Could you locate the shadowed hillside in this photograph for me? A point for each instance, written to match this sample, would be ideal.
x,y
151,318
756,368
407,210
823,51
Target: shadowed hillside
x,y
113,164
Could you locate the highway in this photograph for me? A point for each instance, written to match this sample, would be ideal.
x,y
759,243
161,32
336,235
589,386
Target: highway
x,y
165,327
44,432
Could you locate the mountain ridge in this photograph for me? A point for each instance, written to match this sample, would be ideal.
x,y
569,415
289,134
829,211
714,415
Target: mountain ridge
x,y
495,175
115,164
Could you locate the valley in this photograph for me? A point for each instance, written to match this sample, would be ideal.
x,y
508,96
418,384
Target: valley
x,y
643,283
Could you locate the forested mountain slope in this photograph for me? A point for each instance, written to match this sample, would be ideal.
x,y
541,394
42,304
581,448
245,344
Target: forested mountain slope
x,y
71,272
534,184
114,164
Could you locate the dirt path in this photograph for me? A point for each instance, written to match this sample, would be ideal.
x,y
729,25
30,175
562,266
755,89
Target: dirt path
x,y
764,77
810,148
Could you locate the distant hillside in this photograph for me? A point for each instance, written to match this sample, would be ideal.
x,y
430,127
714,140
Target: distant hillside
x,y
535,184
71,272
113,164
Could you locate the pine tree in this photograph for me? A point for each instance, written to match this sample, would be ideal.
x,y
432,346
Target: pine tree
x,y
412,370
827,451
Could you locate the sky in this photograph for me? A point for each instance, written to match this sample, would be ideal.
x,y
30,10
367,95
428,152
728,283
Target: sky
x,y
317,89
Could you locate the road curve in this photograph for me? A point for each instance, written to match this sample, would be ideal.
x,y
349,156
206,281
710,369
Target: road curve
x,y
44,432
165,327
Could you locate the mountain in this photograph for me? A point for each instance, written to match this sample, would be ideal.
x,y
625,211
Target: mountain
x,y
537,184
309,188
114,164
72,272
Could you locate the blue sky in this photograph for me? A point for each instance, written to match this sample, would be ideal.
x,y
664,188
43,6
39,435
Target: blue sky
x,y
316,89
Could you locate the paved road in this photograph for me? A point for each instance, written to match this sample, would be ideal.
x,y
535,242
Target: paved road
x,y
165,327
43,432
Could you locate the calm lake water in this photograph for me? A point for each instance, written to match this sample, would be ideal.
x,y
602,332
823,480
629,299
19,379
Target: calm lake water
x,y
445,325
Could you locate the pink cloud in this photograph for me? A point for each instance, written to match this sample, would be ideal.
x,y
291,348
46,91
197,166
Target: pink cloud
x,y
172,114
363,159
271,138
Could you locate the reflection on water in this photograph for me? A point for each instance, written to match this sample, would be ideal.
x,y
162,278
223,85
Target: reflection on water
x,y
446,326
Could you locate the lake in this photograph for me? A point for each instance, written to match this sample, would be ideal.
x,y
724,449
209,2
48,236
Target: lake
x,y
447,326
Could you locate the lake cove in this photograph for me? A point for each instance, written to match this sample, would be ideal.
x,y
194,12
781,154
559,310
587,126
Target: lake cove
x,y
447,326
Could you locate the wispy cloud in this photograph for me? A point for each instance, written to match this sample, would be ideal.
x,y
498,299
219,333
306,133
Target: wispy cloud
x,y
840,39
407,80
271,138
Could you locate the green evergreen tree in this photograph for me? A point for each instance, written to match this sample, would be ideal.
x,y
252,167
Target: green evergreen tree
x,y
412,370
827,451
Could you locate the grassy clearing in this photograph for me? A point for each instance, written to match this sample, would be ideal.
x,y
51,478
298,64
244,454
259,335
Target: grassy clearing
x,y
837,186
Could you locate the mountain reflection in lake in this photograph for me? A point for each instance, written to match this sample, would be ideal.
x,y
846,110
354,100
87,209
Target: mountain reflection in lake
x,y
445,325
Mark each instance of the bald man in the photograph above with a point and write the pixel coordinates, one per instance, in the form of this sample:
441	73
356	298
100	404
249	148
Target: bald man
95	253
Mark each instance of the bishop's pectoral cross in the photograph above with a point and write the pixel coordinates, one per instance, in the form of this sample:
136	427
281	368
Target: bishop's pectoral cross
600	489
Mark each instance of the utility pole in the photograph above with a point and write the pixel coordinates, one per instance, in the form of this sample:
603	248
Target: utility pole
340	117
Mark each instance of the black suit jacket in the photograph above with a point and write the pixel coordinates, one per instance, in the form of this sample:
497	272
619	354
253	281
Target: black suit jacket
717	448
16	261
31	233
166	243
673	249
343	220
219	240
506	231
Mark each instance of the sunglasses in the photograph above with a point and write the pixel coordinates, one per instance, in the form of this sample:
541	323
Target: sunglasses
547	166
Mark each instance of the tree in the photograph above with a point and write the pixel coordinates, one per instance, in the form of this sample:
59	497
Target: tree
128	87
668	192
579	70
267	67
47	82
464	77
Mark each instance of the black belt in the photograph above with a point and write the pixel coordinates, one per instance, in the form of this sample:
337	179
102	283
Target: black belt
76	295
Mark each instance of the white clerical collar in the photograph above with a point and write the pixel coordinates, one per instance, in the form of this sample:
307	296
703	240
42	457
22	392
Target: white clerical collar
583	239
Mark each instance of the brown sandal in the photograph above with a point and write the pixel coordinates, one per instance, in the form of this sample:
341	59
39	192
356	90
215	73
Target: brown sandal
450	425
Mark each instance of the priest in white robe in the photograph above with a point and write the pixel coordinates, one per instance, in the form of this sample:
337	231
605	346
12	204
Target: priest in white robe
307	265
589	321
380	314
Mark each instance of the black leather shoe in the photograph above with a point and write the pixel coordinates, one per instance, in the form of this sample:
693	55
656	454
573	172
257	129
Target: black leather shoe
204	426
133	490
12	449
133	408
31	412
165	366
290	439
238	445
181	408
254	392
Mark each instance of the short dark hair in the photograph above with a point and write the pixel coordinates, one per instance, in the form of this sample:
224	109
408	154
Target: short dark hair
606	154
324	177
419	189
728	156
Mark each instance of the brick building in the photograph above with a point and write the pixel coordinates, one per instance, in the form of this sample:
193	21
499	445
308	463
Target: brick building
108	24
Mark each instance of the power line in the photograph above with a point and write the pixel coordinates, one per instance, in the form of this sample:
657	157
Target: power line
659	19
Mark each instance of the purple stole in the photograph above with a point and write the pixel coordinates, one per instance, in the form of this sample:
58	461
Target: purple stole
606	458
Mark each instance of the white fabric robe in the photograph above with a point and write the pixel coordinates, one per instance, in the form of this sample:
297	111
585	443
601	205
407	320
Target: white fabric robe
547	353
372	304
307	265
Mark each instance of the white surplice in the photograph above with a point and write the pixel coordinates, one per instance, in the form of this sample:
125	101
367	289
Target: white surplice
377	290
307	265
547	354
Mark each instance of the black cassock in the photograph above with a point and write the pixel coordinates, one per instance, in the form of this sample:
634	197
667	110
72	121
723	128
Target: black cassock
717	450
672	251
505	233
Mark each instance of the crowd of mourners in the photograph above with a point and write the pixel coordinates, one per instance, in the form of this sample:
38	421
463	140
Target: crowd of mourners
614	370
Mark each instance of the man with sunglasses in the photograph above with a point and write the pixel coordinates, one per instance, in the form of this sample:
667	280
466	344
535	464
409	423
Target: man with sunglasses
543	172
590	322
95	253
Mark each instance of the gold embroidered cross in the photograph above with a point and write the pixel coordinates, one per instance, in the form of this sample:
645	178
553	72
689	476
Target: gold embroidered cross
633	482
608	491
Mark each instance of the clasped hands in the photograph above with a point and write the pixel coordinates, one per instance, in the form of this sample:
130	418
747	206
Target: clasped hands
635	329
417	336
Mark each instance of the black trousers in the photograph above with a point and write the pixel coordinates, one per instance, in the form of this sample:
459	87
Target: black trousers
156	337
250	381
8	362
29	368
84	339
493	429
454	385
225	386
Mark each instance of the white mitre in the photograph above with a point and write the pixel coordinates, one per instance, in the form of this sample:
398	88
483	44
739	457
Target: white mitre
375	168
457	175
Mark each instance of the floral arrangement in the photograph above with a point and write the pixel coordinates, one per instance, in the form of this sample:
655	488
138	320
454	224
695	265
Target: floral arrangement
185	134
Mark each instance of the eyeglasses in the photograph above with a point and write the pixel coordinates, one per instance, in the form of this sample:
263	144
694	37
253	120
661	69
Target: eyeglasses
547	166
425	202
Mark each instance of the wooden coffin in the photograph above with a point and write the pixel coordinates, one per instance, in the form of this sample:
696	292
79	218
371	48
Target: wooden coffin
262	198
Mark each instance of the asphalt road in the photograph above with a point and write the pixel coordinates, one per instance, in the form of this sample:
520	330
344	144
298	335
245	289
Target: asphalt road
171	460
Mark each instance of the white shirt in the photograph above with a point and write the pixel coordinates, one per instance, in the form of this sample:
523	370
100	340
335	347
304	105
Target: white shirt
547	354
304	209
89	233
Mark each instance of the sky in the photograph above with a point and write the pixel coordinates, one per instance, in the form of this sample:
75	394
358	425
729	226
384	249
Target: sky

*The request*. Starting at the line that contains "Mark each instance of the gold", copy each line exactly through the end of the listing above. Include that first line and the last one, and add nothing.

*Task output*.
Mark each instance of the gold embroidered cross in the photograph above with a point and write the pixel coordinates, one per instance, in the form of this sample:
645	178
553	72
689	476
Target: gold embroidered cross
633	482
608	491
Mark each instance of the clasped hands in the photograph above with a point and write the pixel coordinates, one per instance, in the form of this sample:
130	418
747	206
Target: clasped hands
635	329
417	336
Mark each instance of the black trousers in the photograph above with a point and write the pixel coordinates, one per instance, in the form of this sample:
459	87
Target: black trousers
156	337
250	381
8	362
29	368
84	339
493	429
454	385
225	386
Mark each instance of the white mitre in the photograph above with a point and write the pixel coordinates, one per instance, in the form of this sample:
398	88
483	44
739	457
Target: white mitre
375	168
457	175
Mark each instance of the floral arrangement in the photograph above with a point and write the pixel coordinates, one per instance, in the form of this sample:
655	488
138	320
454	224
695	265
Target: floral arrangement
185	134
Mark each instance of the eyeglasses in the photograph above with a point and write the pixel coordinates, one per instance, in the form of this sample:
263	144
694	37
253	120
661	69
Target: eyeglasses
547	166
425	202
Mark each instance of the wooden coffin in the photograph above with a point and write the pixel coordinates, one per instance, in the form of this sample:
696	292
79	218
371	48
Target: wooden coffin
262	198
Mark each instance of the asphalt road in the photograph above with a point and write the pixel coordinates, one per instance, in the form of this sample:
520	330
344	144
298	335
245	289
Target: asphalt road
171	460
Mark each instance of the white shirt in the photograph above with a point and write the pixel coordinates, one per instance, in the form of this sample:
523	370
100	340
335	347
304	105
Target: white shirt
547	354
304	209
89	233
Mark each instance of the sky in the photograph above with a point and write the pixel coordinates, one per instance, in the form of this sample:
75	394
358	425
729	226
384	249
Target: sky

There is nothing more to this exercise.